## TEXTAUSZUG:
□ □ □ □ □

Paris : Zehn Jahre „Pacs” in Frankreich: Homo-Ehe zieht immer mehr Heteros an
Paris Das Büro des Zivilgerichts im 10. Stadtbezirk von Paris ist klein und nüchtern eingerichtet - nicht gerade ein romantischer Ort für Paare, die einen eheähnlichen Pakt eingehen wollen. Ein paar Erläuterungen, zwei Unterschriften und einige Stempel später sind Laurent Choquart und Rafael Frigola offiziell „gepacst”.
„Ich fühle mich nicht anders als vor einer Stunde”, sagt der 47-jährige Rafael und lacht. „Für uns ist es nicht wichtig, unserer Beziehung einen offiziellen Rahmen zu geben. Aber wir wollten die Erbfolge regeln”, erklärt Laurent (54).
Vor zehn Jahren war der Solidaritätspakt (PACS) nach heftigen Debatten in Frankreich eingeführt worden. Womit seine Erfinder allerdings kaum gerechnet hatten: Die Homo-Ehe à la française zieht mehr und mehr Heteros an, die sich binden wollen, ohne gleich eine Ehe einzugehen.
Im Jahr 2002 machten die gleichgeschlechtlichen Paare noch ein Viertel aller „Pacs” aus. Vier Jahre später waren es nur noch sieben Prozent.
Lauren und Rafael sind beide in Jeans gekommen. Sie sind bereits seit mehr als 20 Jahren zusammen. In Paris leben sie in einer über zwei Etagen reichenden Wohnung, jedem gehört eine Ebene.
„Mit dem Pakt und per Testament haben wir nun festgelegt, dass der Partner erbt, wenn einer von uns beiden stirbt”, sagt Laurent. Nach dem nüchternen Akt auf dem Gericht müssen beide wieder zur Arbeit. Gefeiert wird erst im Frühjahr, dann soll es ein großes Grillfest geben.

□ □ □ □ □

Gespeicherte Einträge

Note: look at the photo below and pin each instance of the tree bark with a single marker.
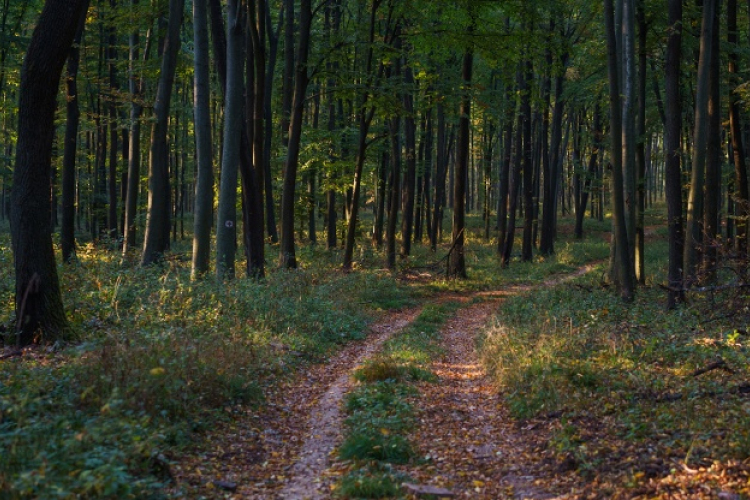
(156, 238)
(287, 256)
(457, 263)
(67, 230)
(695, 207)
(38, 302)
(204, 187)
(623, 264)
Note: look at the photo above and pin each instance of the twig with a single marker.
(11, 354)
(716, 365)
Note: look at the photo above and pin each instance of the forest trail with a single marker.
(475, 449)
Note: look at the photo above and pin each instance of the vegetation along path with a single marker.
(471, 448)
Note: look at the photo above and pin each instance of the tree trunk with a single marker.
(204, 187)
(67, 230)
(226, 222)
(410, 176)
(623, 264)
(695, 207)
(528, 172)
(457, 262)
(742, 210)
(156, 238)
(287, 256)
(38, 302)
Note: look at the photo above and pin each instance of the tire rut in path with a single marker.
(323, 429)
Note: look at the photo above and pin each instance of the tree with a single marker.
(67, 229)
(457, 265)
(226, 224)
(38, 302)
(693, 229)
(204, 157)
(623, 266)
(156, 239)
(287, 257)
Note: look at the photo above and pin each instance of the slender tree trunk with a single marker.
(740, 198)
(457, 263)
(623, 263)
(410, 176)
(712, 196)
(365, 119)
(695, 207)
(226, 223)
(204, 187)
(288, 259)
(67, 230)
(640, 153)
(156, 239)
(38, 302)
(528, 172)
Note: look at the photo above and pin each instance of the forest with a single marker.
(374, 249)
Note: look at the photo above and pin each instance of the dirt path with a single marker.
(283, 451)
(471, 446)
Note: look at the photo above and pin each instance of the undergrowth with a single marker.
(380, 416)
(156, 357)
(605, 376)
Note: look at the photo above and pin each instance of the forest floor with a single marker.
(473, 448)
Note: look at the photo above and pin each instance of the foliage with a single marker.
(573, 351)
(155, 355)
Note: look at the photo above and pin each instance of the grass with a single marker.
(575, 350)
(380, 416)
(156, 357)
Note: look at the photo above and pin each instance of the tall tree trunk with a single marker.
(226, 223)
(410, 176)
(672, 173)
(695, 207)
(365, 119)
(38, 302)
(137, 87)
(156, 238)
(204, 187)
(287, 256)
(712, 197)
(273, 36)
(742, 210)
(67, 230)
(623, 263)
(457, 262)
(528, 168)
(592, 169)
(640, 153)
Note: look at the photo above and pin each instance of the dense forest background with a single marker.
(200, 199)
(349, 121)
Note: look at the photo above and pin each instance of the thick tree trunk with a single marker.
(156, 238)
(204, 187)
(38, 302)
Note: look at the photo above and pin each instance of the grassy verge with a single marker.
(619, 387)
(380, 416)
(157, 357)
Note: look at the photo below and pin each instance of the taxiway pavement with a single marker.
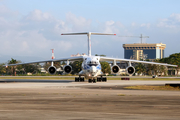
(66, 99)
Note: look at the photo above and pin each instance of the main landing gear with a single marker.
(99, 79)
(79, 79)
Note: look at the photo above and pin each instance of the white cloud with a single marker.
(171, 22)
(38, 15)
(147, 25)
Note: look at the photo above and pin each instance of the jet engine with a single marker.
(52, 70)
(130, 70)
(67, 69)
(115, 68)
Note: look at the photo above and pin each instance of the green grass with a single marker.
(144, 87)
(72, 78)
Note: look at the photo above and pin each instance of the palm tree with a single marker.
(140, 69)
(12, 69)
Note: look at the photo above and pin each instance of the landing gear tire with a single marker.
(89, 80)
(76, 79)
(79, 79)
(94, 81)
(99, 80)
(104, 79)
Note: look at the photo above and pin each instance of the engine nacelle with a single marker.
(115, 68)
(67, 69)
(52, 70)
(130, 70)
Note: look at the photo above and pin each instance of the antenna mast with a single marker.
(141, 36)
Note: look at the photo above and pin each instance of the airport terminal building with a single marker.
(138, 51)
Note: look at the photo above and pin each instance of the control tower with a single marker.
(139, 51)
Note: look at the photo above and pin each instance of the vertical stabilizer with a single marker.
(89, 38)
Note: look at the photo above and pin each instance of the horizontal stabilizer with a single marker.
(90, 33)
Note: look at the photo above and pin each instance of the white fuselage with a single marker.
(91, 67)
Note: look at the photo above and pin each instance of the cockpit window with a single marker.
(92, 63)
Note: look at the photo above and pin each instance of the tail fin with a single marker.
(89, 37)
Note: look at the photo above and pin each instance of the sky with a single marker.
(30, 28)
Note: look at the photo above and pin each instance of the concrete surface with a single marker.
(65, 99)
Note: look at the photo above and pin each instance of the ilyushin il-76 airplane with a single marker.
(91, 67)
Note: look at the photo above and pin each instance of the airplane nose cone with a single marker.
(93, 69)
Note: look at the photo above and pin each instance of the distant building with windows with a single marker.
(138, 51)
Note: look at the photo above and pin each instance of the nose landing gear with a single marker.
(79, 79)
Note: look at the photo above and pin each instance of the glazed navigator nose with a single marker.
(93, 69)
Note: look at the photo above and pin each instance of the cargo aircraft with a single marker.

□ □ □ □ □

## DEINE AUFGABE:
Schreib aus dem Artikel über den Pacs in Frankreich den Teil wörtlich ab, der mit den Worten „Paris : Zehn“ anfängt und mit „erklärt Laurent (54).“ aufhört.

## LÖSUNG:
Paris : Zehn Jahre „Pacs” in Frankreich: Homo-Ehe zieht immer mehr Heteros an
Paris Das Büro des Zivilgerichts im 10. Stadtbezirk von Paris ist klein und nüchtern eingerichtet - nicht gerade ein romantischer Ort für Paare, die einen eheähnlichen Pakt eingehen wollen. Ein paar Erläuterungen, zwei Unterschriften und einige Stempel später sind Laurent Choquart und Rafael Frigola offiziell „gepacst”.
„Ich fühle mich nicht anders als vor einer Stunde”, sagt der 47-jährige Rafael und lacht. „Für uns ist es nicht wichtig, unserer Beziehung einen offiziellen Rahmen zu geben. Aber wir wollten die Erbfolge regeln”, erklärt Laurent (54).